→ **Excerpted text**
6.80 RC4 Header Storage

General NewsBin and Usenet related discussions. Make recommendations for additional specific discussion groups.

Moderators: Quade, dexter

6.80 RC4 Header Storage

Postby Ortiz » Sat Feb 03, 2018 6:36 pm

The changelog for 6.80 RC4 lists the following item:
Header downloads no longer save the headers as GZ files. Instead they're saved as text. Leaving it up to the user to enable folder compression if they want compression.

This is a bit concerning to me. I have seen Newsbin data folders as large as 130 GB. I cannot imagine how large this would be if the data was not compressed.

"Leaving it up to the user to enable folder compression" sounds like it is a suggestion to enable NTFS compression. I made the mistake a few years ago of enabling NTFS folder compression on a file server that I managed. It crippled performance because NTFS compression results in very bad fragmentation.

https://arstechnica.com/civis/viewtopic ... 0&t=973465

Additionally, NTFS folder compression is not going to compress as well as gzip.

https://stackoverflow.com/questions/328 ... ndows-2012

Please reconsider this decision. Fully uncompressed would be a big waste of space and NTFS folder compression is best avoided.
Ortiz
n00b
n00b
 
Posts: 3
Joined: Sun Sep 01, 2013 10:06 pm

Re: 6.80 RC4 Header Storage

Postby Quade » Sat Feb 03, 2018 7:21 pm

This is a bit concerning to me. I have seen Newsbin data folders as large as 130 GB. I cannot imagine how large this would be if the data was not compressed.


They're temporary files. Written and then removed after processing.

You're just turning compression on for the folder. Not the whole drive. If you're using an SSD, fragmentation isn't a thing anymore.

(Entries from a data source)
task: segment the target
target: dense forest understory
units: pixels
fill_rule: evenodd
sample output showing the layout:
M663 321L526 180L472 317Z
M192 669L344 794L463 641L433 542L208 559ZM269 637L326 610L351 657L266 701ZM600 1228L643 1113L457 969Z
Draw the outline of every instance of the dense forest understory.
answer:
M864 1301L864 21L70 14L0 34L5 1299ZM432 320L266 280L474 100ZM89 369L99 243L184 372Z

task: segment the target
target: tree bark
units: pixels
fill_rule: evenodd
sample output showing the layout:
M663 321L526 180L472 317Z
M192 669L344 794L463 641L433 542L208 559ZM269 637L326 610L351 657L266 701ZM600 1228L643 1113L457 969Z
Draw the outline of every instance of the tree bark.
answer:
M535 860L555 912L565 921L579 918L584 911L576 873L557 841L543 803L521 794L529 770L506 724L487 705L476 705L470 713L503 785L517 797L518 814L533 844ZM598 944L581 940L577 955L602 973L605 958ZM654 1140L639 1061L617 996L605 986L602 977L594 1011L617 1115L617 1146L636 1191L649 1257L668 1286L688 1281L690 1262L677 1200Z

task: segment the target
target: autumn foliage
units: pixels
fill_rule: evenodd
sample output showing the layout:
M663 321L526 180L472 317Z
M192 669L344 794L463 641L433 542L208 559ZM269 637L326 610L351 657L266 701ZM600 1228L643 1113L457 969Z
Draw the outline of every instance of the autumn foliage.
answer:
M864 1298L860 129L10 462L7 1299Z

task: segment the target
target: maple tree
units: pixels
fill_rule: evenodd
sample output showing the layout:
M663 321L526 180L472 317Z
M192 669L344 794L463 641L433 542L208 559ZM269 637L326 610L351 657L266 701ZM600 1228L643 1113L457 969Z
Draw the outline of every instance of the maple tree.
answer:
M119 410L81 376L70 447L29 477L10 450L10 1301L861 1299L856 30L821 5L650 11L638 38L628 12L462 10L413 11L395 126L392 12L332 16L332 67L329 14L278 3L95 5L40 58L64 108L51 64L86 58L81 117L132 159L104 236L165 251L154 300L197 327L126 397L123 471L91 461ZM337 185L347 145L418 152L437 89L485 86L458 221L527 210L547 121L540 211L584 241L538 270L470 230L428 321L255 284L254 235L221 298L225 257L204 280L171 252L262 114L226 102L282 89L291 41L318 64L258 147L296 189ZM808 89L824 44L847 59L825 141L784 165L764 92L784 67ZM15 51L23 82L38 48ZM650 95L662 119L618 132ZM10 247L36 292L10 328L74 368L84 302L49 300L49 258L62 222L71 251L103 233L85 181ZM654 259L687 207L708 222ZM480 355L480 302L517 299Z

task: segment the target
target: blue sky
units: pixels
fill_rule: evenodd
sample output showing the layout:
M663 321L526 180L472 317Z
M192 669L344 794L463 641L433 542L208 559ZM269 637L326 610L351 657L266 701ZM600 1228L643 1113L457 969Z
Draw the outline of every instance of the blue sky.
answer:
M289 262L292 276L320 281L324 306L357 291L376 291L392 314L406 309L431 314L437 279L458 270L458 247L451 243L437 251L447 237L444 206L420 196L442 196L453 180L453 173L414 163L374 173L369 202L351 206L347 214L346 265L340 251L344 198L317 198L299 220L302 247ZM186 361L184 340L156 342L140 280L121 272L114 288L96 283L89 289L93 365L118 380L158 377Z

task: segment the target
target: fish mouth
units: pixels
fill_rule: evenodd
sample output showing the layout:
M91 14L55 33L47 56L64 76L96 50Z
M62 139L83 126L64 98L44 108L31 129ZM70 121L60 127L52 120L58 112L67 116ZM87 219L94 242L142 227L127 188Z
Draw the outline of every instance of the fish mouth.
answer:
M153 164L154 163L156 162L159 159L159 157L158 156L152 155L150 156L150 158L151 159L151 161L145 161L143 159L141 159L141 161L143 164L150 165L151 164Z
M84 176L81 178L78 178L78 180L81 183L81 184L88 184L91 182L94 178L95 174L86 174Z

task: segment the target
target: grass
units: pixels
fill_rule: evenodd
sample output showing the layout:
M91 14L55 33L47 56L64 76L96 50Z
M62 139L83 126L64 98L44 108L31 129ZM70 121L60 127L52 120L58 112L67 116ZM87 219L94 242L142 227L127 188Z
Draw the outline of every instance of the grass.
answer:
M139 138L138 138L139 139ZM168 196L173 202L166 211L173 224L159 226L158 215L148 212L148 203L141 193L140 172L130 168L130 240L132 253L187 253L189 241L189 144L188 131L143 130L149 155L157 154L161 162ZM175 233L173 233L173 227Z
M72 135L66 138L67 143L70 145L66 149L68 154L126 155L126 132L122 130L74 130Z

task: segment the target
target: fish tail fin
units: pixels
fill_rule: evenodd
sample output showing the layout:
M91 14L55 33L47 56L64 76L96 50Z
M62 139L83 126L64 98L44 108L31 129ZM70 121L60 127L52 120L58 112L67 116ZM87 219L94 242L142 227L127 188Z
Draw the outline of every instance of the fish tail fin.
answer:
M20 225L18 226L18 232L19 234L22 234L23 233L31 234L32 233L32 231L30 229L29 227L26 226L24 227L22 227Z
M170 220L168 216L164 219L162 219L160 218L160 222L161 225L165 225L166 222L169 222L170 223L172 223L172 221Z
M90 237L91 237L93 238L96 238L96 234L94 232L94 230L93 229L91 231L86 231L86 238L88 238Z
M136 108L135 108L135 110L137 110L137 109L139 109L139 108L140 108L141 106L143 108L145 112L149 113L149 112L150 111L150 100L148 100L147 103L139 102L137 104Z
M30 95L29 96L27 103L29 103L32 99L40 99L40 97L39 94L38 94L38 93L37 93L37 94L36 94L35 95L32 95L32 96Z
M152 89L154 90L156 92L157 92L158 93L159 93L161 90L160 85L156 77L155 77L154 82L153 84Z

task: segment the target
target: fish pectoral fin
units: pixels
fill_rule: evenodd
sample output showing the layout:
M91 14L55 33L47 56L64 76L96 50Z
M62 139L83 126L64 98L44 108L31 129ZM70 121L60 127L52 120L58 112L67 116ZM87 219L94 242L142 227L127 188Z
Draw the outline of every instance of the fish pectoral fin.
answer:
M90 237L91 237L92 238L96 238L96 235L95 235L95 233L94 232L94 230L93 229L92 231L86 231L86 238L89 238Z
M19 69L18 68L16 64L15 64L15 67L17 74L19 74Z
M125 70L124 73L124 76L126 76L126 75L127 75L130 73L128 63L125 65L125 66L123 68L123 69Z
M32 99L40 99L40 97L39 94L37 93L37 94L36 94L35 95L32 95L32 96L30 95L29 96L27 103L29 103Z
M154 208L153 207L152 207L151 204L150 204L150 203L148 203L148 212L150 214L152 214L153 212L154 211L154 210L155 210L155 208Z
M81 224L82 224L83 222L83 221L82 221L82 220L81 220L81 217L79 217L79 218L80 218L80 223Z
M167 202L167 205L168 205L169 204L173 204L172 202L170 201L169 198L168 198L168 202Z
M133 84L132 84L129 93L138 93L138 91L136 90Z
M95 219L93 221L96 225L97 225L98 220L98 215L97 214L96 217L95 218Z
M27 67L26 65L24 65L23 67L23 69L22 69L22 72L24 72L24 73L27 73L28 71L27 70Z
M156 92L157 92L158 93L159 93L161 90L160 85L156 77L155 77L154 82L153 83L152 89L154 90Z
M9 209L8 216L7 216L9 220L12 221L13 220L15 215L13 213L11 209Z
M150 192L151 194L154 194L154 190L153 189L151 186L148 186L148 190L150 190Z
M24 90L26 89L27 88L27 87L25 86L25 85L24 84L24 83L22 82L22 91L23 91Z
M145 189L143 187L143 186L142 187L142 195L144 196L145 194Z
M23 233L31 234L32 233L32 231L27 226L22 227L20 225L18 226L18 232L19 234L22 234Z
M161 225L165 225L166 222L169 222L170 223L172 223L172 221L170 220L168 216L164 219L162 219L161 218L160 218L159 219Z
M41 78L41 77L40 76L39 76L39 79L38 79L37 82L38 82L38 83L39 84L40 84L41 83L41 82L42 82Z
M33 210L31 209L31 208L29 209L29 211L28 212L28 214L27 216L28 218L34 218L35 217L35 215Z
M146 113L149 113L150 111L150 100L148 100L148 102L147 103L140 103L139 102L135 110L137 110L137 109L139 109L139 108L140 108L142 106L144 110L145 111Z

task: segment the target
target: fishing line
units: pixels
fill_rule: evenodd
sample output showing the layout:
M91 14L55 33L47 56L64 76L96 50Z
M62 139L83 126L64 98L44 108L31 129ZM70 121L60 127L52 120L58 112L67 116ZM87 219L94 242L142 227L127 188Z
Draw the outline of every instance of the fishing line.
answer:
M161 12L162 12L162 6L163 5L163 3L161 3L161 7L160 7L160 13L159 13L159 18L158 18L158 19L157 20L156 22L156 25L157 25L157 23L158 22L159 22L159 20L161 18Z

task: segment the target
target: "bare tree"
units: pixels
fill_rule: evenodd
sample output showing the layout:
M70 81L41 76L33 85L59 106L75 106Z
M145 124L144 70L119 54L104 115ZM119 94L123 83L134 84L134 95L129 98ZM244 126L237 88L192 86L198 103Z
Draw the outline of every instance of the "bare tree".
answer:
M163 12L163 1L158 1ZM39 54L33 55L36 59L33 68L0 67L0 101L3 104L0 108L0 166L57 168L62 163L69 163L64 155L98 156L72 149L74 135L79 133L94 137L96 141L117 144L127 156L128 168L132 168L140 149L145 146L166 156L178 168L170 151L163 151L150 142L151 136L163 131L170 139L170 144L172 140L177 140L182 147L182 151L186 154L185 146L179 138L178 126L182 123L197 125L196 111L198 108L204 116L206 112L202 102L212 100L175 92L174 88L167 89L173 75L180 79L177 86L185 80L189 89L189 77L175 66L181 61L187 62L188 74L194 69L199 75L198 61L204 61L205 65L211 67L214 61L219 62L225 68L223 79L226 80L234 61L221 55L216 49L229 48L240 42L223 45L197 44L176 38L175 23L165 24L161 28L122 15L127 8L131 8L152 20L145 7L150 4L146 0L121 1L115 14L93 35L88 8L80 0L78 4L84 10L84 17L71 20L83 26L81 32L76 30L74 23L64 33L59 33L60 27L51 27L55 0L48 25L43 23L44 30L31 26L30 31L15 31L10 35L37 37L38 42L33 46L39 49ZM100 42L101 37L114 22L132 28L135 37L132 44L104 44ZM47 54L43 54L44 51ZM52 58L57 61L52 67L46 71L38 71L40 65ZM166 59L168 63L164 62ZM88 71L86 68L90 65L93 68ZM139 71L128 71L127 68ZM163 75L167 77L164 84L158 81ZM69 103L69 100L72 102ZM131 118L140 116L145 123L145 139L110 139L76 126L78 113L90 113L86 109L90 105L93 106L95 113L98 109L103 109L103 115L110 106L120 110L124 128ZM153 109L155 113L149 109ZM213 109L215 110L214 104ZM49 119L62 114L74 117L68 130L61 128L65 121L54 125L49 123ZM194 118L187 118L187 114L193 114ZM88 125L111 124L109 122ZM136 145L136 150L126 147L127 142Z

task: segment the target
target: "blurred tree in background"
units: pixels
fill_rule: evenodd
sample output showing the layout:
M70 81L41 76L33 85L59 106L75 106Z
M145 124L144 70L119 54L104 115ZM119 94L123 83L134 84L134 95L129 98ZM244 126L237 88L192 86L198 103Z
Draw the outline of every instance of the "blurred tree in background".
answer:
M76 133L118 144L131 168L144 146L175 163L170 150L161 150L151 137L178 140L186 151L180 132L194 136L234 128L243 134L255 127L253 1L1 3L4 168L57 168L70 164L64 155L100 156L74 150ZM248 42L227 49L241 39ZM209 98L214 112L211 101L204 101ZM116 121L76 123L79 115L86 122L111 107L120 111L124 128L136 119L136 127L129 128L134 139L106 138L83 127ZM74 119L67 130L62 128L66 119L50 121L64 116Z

→ **Problem to solve**
Write the next part of the forum thread on Newsbin 6.80 RC4 header storage, beginning after its final sentence.

→ **Final answer**
User avatar
Quade
Eternal n00b
Eternal n00b
 
Posts: 42785
Joined: Sat May 19, 2001 12:41 am
Location: Virginia, US

Registered Newsbin User since: 10/24/97

Re: 6.80 RC4 Header Storage

Postby Ortiz » Sun Feb 04, 2018 11:24 am

Oh. It seems I misunderstood. Which folder are the temporary files typically stored in?
Ortiz
n00b
n00b
 
Posts: 3
Joined: Sun Sep 01, 2013 10:06 pm

Re: 6.80 RC4 Header Storage

Postby tl » Sun Feb 04, 2018 11:29 am

Quade wrote:
This is a bit concerning to me. I have seen Newsbin data folders as large as 130 GB. I cannot imagine how large this would be if the data was not compressed.

You're just turning compression on for the folder. Not the whole drive. If you're using an SSD, fragmentation isn't a thing anymore.

Even with folder compression enabled this change will cause significant increase in (temporary) disk space requirements.

The problem is that folder/file compression is much less efficient than any normal compression because it's done independently on each 64kB block of the file to allow random access, while gzip compress the whole file which result in much better compression.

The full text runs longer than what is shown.